The response is to be the full listing, set down exactly.

+++ Records supplied +++

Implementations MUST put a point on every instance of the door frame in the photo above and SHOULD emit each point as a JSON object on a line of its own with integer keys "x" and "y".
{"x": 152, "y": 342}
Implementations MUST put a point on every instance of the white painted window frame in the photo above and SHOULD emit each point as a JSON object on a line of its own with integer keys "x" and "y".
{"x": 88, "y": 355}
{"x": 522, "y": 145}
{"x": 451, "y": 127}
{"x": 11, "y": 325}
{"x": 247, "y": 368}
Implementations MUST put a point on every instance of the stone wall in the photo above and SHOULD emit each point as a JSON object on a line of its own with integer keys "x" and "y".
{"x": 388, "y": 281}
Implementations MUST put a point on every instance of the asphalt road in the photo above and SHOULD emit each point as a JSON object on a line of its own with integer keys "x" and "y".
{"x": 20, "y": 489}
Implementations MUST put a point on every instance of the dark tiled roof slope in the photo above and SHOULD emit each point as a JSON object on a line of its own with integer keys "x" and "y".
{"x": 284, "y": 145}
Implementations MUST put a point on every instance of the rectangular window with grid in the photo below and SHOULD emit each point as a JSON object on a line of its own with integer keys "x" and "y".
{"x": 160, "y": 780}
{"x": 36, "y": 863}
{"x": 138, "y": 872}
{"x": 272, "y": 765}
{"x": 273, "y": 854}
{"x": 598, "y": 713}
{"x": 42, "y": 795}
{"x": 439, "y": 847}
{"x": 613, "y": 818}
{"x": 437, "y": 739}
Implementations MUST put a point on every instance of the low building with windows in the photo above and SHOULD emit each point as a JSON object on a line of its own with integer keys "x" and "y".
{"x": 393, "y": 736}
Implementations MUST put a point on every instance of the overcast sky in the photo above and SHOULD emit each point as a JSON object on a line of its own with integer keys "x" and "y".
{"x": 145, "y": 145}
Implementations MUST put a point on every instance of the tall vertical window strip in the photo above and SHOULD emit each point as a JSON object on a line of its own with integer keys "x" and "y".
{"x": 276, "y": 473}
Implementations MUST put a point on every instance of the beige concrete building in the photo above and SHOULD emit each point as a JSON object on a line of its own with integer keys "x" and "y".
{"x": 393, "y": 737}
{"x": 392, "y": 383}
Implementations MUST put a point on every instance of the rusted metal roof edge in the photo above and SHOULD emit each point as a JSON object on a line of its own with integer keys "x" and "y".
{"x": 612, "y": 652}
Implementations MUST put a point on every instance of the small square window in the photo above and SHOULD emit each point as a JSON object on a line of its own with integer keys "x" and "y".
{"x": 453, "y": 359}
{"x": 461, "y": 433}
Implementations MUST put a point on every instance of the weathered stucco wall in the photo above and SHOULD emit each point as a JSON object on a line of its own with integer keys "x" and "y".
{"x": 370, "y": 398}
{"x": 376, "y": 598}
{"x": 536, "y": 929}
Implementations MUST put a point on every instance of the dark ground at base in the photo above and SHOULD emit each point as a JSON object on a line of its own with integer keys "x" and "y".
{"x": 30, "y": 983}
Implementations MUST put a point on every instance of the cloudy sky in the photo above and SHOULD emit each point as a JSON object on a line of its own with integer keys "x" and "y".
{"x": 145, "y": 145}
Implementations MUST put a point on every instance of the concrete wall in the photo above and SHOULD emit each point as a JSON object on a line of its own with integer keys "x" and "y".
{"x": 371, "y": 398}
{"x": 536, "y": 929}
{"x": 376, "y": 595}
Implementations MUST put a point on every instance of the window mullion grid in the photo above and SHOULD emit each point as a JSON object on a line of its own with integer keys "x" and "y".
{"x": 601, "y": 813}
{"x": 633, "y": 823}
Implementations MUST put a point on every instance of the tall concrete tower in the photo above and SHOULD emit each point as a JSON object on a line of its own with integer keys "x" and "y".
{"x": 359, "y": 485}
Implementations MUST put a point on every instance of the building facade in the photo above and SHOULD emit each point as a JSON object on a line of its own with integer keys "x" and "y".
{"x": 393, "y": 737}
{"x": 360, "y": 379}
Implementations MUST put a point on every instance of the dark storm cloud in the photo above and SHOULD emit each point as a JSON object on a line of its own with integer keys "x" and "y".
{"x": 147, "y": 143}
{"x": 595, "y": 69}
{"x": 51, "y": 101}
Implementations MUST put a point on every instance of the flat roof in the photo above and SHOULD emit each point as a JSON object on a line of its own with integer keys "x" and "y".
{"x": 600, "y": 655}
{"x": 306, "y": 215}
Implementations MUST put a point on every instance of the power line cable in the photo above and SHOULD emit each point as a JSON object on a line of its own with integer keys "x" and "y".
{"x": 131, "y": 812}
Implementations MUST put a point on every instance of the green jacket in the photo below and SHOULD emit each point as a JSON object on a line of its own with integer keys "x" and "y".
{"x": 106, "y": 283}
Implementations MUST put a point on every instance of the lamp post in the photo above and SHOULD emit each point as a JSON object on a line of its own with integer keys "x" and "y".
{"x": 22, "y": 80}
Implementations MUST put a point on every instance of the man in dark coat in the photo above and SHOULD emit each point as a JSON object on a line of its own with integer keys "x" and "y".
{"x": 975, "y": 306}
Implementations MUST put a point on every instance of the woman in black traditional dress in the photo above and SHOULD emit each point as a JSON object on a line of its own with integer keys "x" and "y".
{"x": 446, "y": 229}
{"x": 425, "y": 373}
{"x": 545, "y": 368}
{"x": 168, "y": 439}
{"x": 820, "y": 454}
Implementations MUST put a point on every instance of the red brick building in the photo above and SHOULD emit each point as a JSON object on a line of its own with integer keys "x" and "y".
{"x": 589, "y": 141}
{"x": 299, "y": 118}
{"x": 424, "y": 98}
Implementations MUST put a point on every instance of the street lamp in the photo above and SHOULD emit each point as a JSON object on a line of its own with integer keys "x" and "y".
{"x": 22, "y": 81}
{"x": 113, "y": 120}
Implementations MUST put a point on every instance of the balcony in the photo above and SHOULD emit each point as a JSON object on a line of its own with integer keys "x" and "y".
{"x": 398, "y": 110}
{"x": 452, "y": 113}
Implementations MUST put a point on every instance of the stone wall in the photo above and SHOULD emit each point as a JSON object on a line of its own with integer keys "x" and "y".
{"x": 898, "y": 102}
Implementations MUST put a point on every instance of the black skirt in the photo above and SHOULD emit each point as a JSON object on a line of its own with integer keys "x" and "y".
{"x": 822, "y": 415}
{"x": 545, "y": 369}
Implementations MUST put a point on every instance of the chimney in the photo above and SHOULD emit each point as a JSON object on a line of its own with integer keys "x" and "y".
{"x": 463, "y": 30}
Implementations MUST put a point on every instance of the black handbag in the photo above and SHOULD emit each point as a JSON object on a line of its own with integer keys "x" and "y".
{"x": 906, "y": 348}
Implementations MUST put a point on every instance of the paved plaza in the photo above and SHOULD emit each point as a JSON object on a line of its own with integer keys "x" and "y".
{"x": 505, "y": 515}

+++

» **Task response**
Implementations MUST put a point on every instance of the door frame in the photo above and SHOULD emit each point as a JSON object on a line of its own with integer keys "x" and "y".
{"x": 152, "y": 342}
Implementations MUST put a point on every instance of the white painted window frame in the photo above and SHOULD emit each point as a JSON object on a line of its own with integer keys "x" and "y".
{"x": 88, "y": 355}
{"x": 522, "y": 145}
{"x": 451, "y": 127}
{"x": 11, "y": 325}
{"x": 247, "y": 368}
Implementations MUST put a point on every instance of the stone wall in the photo above and SHOULD emit each point as a JSON object on a line of its own with integer keys "x" and "y".
{"x": 388, "y": 281}
Implementations MUST put a point on every instance of the asphalt road in the photo above and SHOULD emit each point as a JSON object on a line of its own with integer keys "x" and "y".
{"x": 20, "y": 489}
Implementations MUST put a point on every instance of the dark tiled roof slope in the photo above and SHOULD emit each point as a JSON object on a line of its own with integer keys "x" and "y".
{"x": 284, "y": 145}
Implementations MUST put a point on every instance of the rectangular window with grid in the photo below and SHOULD emit each point as a JSON object on a line of its own with integer keys "x" and "y".
{"x": 160, "y": 780}
{"x": 36, "y": 863}
{"x": 138, "y": 872}
{"x": 272, "y": 765}
{"x": 273, "y": 854}
{"x": 598, "y": 713}
{"x": 42, "y": 795}
{"x": 439, "y": 847}
{"x": 613, "y": 818}
{"x": 437, "y": 739}
Implementations MUST put a point on every instance of the low building with windows in the photo above and SHOULD emit each point as a JSON object on a line of its own with integer keys "x" and "y".
{"x": 393, "y": 736}
Implementations MUST put a point on every instance of the overcast sky in the photo above and SHOULD emit each point as a JSON object on a line of its own with integer keys "x" and "y".
{"x": 145, "y": 145}
Implementations MUST put a point on every instance of the tall vertical window strip in the photo above and SHOULD emit each point as a JSON object on a line of its own with integer keys "x" and "y".
{"x": 276, "y": 473}
Implementations MUST put a point on every instance of the beige concrete building in the photo above and SHOULD emit each point as a JSON object on a line of its own with integer keys "x" and "y".
{"x": 393, "y": 737}
{"x": 392, "y": 383}
Implementations MUST put a point on every instance of the rusted metal roof edge in the photo above and SHOULD emit each point as a JSON object on a line of its own with integer keys "x" and "y".
{"x": 612, "y": 652}
Implementations MUST put a point on every instance of the small square window in the photo above and SHOULD emit each point as a JSON object on a line of its own with integer keys "x" and "y".
{"x": 453, "y": 359}
{"x": 461, "y": 433}
Implementations MUST put a point on every instance of the weathered stucco wall in the photo above and SHOULD emit each point as a JSON object on a line of its own with integer keys "x" and "y".
{"x": 370, "y": 398}
{"x": 376, "y": 598}
{"x": 536, "y": 929}
Implementations MUST put a point on every instance of the dark ground at base in the photo above and SHOULD emit each point as a JSON object on a line of its own with integer keys "x" and "y".
{"x": 30, "y": 983}
Implementations MUST put a point on every instance of the cloudy sky in the photo above and SHOULD emit each point as a JSON object on a line of its own with integer keys "x" and "y".
{"x": 145, "y": 145}
Implementations MUST put a point on every instance of the concrete wall in the photo above and SHOULD emit each point as a JSON object on a line of its own with integer keys "x" and "y".
{"x": 371, "y": 398}
{"x": 536, "y": 929}
{"x": 376, "y": 595}
Implementations MUST put a point on every instance of the window mullion grid in the photo above and SHOULD emit each point as a JSON object on a line of its own with integer keys "x" and "y".
{"x": 601, "y": 813}
{"x": 633, "y": 823}
Implementations MUST put a point on every instance of the tall concrete tower in the photo above and SHOULD emit each point as a JSON object on a line of its own with integer keys "x" and "y".
{"x": 359, "y": 485}
Implementations MUST put a point on every instance of the building facade in the photo above and SHOULD emit each point as a JSON object on a line of its own with integer keys "x" and "y".
{"x": 393, "y": 737}
{"x": 360, "y": 379}
Implementations MUST put a point on every instance of the dark storm cloud in the photo above and SHOULD emit each point as a JSON object on a line of its own with integer keys "x" and "y".
{"x": 147, "y": 143}
{"x": 595, "y": 69}
{"x": 51, "y": 101}
Implementations MUST put a point on every instance of the flat roof in the photo above and SHOULD emit each point as a JSON object on a line of its own with integer keys "x" and "y".
{"x": 600, "y": 655}
{"x": 306, "y": 215}
Implementations MUST put a point on every instance of the power line cable in the photo above and SHOULD emit each point as a JSON object on a line of its own with integer keys "x" and "y".
{"x": 131, "y": 812}
Implementations MUST put a point on every instance of the green jacket in the photo below and SHOULD emit each point as a JSON object on a line of its own with integer keys "x" and "y".
{"x": 106, "y": 283}
Implementations MUST put a point on every instance of the lamp post in the photo above and SHOULD emit each point as a JSON object on a line of its own with integer keys "x" and "y".
{"x": 22, "y": 80}
Implementations MUST put a point on every instance of the man in dark coat in the photo above and SHOULD emit each point as a JSON object on a line of its own with integer keys "x" and "y".
{"x": 975, "y": 306}
Implementations MUST put a point on every instance of the woman in black traditional dress in the photo above and SHOULD emit each point as a JSON object on a line of its own with integer keys "x" and "y".
{"x": 446, "y": 229}
{"x": 425, "y": 373}
{"x": 545, "y": 368}
{"x": 168, "y": 439}
{"x": 820, "y": 454}
Implementations MUST put a point on every instance of the red brick building in the photo above and SHOULD emit each point as a JSON object on a line of its own with integer keys "x" and "y".
{"x": 589, "y": 141}
{"x": 299, "y": 118}
{"x": 424, "y": 98}
Implementations MUST put a point on every instance of the street lamp in the photo above and SHOULD emit each point as a JSON object on a line of its own with integer keys "x" and "y".
{"x": 22, "y": 81}
{"x": 113, "y": 120}
Implementations MUST put a point on every instance of the balcony in the photo above and SHOULD emit each point as a JSON object on a line of its own with integer keys "x" and "y".
{"x": 398, "y": 110}
{"x": 452, "y": 113}
Implementations MUST put a point on every instance of the stone wall in the photo above and SHOULD emit each point as a JSON object on a line of its own with integer keys "x" and "y".
{"x": 898, "y": 102}
Implementations MUST put a point on every instance of the black skirt in the photo above and SHOULD emit each point as a JSON object on a line of its own with integer keys "x" and "y".
{"x": 822, "y": 415}
{"x": 545, "y": 369}
Implementations MUST put a point on every instance of the chimney in the photo above and SHOULD emit each point as a JSON object on a line of its own with integer keys "x" and "y".
{"x": 463, "y": 30}
Implementations MUST put a point on every instance of the black handbag in the photo above and SHOULD emit each point as a JSON object on a line of its own with integer keys "x" and "y".
{"x": 906, "y": 348}
Implementations MUST put a point on every instance of the paved plaza in the photo above and SHOULD emit each point as a JSON object on a line of its own with integer keys "x" and "y".
{"x": 505, "y": 515}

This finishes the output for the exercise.